» **TASKS TO CARRY OUT**:
1/ Reproduce the passage of the caregiving book review below from "As president of" to "Weekly (starred review)".
2/ In the caregiving book review below, what organization is the writer president of?
3/ Extend the caregiving book review below past its last line.

---- DOCUMENT PASSAGE

As president of the Well Spouse Association I read and review many books on caregiving. In our organization we have our own face-to-face support groups, reminiscent of the groups appearing in vignettes in this book. The book is absolutely wonderful….Though many such books are informative, I have never ENJOYED reading a book about caregiving before! Ms Heller uses humor to mitigate pain; and the vignettes from her 'support group' closely mirror the actual discussion that occurs on any subject in Well Spouse face to face support groups! I highly encourage tired caregivers and those that could become caregivers to take the time to read this book. You will be glad you did.
Publisher's Weekly (starred review)

--------
---- EXERCISE DATA

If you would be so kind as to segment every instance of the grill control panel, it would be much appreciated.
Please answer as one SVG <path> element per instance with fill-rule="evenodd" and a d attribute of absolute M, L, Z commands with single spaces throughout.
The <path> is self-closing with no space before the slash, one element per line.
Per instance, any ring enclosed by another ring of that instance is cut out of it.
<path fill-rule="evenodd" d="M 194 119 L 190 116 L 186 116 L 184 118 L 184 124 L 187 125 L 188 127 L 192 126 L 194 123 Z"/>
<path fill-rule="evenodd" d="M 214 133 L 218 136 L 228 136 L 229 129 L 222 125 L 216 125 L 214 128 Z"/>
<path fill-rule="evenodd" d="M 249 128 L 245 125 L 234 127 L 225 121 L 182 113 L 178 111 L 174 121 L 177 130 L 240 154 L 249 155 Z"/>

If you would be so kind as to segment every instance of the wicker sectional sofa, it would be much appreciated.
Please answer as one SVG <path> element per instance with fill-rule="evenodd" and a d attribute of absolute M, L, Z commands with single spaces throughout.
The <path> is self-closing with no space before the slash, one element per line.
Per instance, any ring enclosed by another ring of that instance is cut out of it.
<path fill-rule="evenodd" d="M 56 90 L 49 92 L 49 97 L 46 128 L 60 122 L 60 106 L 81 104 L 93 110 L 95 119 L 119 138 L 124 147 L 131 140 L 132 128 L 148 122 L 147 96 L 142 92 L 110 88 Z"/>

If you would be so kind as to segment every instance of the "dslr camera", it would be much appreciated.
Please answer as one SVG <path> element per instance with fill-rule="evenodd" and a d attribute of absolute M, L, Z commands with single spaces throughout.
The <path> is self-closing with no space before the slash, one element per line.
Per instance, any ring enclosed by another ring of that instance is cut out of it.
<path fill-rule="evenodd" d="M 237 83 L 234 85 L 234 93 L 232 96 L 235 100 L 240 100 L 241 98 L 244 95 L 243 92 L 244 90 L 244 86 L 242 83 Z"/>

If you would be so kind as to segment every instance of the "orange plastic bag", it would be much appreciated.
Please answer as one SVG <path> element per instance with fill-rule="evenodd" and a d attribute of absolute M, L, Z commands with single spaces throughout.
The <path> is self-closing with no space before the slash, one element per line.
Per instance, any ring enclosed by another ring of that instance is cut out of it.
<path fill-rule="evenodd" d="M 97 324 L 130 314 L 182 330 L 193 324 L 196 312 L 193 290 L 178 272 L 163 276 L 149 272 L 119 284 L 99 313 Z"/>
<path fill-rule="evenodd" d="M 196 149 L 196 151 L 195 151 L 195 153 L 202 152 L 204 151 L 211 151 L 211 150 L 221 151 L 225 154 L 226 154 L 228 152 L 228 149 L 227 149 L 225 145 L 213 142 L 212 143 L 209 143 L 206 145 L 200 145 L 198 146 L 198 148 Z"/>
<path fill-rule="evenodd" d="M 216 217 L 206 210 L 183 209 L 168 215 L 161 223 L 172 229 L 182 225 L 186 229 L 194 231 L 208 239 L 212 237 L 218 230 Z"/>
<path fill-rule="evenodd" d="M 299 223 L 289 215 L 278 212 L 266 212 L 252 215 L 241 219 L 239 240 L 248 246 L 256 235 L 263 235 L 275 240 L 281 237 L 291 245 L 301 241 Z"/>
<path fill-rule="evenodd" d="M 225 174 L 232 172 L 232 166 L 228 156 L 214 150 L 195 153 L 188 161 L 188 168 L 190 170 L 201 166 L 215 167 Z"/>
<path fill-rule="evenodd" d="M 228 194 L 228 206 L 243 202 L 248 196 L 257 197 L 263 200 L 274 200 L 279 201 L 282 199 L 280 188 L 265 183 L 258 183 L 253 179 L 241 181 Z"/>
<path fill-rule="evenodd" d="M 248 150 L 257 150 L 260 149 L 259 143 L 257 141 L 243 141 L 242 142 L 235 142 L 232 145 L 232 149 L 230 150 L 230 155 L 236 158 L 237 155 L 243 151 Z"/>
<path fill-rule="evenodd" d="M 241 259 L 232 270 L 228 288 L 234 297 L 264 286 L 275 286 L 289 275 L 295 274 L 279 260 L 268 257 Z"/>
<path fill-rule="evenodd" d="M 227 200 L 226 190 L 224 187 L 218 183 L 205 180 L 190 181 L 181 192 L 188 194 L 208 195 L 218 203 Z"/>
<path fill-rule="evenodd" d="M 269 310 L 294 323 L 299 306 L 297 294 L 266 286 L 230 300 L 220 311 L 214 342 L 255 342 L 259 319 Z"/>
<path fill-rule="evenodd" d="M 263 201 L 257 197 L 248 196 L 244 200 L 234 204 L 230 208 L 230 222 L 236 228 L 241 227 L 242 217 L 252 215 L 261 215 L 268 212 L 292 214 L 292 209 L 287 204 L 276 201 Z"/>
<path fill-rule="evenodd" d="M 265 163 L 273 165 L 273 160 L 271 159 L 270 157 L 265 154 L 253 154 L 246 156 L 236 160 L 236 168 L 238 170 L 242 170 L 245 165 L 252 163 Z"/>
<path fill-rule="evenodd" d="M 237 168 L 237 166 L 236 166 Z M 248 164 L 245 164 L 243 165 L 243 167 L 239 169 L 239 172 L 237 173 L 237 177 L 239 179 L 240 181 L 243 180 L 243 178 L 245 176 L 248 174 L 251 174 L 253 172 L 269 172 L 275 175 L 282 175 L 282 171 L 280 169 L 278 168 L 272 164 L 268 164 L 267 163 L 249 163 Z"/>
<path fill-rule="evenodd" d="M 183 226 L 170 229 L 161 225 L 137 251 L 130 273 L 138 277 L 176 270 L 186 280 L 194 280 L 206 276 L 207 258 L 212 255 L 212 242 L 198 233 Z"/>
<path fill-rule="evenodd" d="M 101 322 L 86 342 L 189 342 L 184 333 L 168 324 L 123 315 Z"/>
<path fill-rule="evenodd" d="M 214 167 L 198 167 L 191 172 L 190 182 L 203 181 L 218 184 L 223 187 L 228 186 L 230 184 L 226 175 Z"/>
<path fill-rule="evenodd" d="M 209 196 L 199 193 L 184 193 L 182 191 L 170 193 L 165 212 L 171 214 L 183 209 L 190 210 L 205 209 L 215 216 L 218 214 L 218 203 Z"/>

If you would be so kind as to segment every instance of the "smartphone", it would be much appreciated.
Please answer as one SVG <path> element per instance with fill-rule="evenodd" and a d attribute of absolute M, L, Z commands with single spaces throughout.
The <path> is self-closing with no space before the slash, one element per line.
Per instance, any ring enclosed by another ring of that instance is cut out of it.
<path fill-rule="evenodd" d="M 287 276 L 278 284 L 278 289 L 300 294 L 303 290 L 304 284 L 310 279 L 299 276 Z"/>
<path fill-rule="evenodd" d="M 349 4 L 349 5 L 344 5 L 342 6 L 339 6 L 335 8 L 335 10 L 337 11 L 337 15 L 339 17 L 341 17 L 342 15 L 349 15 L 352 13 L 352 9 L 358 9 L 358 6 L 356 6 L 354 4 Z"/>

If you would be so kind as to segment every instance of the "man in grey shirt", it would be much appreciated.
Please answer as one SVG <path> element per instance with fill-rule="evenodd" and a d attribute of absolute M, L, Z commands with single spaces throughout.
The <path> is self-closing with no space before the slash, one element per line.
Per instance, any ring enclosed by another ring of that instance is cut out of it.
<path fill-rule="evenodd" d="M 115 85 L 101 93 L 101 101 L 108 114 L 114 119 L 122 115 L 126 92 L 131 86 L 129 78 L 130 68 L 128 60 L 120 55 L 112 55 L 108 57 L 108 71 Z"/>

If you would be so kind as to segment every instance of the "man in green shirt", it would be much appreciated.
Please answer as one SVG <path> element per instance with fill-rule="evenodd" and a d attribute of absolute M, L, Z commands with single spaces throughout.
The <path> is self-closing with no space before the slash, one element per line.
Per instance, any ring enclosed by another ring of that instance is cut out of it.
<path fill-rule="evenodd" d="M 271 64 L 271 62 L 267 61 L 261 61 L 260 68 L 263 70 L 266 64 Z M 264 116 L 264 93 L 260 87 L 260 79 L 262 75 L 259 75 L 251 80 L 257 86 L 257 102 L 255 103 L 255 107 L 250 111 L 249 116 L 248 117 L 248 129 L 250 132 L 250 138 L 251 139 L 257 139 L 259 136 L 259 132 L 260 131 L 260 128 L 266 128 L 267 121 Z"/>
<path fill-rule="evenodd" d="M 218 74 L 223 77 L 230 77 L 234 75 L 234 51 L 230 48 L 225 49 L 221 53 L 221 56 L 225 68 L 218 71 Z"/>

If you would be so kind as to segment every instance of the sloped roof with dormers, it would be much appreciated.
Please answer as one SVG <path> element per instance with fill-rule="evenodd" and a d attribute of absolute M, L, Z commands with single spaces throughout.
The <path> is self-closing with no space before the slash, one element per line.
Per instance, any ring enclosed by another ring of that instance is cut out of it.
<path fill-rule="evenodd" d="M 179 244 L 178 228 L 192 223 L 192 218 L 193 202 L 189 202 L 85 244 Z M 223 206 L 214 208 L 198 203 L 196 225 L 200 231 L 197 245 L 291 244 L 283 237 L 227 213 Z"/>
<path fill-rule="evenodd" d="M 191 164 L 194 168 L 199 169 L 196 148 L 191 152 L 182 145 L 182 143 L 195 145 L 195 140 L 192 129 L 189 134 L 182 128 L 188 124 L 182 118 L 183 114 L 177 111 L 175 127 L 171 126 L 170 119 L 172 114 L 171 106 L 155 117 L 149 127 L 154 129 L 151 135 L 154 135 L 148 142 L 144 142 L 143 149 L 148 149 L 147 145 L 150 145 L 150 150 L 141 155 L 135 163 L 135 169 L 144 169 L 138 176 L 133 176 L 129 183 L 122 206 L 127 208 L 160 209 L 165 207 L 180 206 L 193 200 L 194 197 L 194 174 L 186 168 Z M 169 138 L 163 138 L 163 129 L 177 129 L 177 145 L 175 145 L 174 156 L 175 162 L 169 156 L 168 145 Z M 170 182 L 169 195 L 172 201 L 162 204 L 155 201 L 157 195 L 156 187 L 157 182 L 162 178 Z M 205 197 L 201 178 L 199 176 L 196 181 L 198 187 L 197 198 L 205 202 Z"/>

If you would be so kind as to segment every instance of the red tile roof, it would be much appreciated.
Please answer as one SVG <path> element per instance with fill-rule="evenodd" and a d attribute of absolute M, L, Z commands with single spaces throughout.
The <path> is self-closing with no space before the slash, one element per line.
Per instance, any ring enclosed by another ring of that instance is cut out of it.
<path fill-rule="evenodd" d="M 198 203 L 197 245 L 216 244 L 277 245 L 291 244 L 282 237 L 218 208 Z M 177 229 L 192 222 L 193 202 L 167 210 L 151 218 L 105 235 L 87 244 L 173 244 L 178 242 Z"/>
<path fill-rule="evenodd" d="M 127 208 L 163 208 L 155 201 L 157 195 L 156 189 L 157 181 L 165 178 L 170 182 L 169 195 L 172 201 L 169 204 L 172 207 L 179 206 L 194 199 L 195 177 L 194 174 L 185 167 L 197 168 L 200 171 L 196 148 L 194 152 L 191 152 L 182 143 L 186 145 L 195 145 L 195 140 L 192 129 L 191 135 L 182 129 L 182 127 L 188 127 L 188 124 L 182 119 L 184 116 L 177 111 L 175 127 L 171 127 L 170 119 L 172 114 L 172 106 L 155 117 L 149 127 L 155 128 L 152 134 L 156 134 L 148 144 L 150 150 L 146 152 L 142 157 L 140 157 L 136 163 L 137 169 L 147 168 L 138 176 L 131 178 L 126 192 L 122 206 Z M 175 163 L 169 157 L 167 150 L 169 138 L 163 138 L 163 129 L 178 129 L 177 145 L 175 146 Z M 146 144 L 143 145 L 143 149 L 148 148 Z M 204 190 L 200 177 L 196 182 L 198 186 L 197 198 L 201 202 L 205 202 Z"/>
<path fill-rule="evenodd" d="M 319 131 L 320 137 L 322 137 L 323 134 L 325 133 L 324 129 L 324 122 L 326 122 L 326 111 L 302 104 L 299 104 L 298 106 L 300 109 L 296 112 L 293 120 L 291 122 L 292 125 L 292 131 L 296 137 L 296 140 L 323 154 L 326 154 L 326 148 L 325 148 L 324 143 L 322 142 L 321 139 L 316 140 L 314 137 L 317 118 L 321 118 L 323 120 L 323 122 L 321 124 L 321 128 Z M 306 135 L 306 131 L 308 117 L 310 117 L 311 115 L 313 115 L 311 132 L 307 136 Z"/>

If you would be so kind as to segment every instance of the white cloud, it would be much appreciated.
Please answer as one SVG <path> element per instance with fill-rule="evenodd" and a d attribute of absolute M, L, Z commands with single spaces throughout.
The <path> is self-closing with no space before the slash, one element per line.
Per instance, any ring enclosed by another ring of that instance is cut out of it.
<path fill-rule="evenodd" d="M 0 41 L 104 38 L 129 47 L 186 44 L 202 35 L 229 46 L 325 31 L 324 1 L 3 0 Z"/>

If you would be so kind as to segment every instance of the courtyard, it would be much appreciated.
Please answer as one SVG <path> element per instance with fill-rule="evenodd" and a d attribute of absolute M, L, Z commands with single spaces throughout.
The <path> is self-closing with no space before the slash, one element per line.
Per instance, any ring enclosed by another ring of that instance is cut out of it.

--------

» **ANSWERS BY ITEM NUMBER**:
1/
As president of the Well Spouse Association I read and review many books on caregiving. In our organization we have our own face-to-face support groups, reminiscent of the groups appearing in vignettes in this book. The book is absolutely wonderful….Though many such books are informative, I have never ENJOYED reading a book about caregiving before! Ms Heller uses humor to mitigate pain; and the vignettes from her 'support group' closely mirror the actual discussion that occurs on any subject in Well Spouse face to face support groups! I highly encourage tired caregivers and those that could become caregivers to take the time to read this book. You will be glad you did.
Publisher's Weekly (starred review)

2/ The Well Spouse Association.

3/
November 5, 2012
Novelist Heller (The Secret Ingredient) is no stranger to illness; her father had brain cancer, her stepfather had complications from epilepsy, and she married a man with severe Crohn's disease. So readers might assume, Heller acknowledges, this is a "bad news book." But it is actually candid, informative, upbeat, and sometimes ribald. Heller discusses complex but essential topics—such as making nurses your friends and the competing demands of work and caregiving, frequently via mini-interviews with a relevant professional, such as an ER doctor (who explains why ER waits are so long), ICU nurse ("family members become our patients in a way"), or attorney (on getting patients to sign essential legal documents like advance directives). Her breezy tone strikes just the right note for difficult subjects like wishing your loved one would "disappear" and more practical discussions like why cooking for oneself is important. The array of perspectives adds a richness to the discussion. It's impossible to write a book like this without addressing the emotional issue of saying good-bye, but Heller characteristically follows that with an upbeat "silver linings" chapter. This is a useful book for patients and caregivers alike. (Nov.)
I was spending an afternoon with Leigh Haber, my friend and the editor of my "She-Fan" book, and I said, "What are you working on these days?" She replied, "I'm acquiring wellness books for Chronicle."
Wellness books, I thought. I can write one of those.
Of course, I had no idea what a "wellness book" was, except maybe a guide to dieting or exercising or even meditating? And then Leigh explained that the genre can include all sorts of topics - from health care to creativity - and that she was looking for books that would spark discussion and find an audience that could relate.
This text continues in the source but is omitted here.